- _EXERCISE INSTRUCTIONS_
Output the entries below as a two-column CSV with the header "prompt" and "response". Give one row per entry: put its text under "prompt" and its answer under "response", each in a single quoted field with line breaks replaced by spaces, and leave out the images.

---------- INPUT FOR THIS TASK

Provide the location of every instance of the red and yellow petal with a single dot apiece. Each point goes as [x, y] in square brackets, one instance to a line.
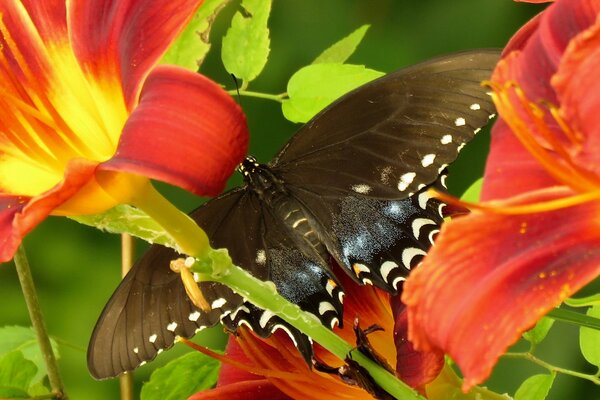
[500, 275]
[243, 390]
[126, 38]
[577, 83]
[186, 131]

--------------------

- _SOLUTION FOR THIS TASK_
prompt,response
"Provide the location of every instance of the red and yellow petal with a single dot apiece. Each point goes as [x, y] in square brackets, one instance to a line.","[500, 275] [243, 390] [126, 38] [577, 83] [186, 131]"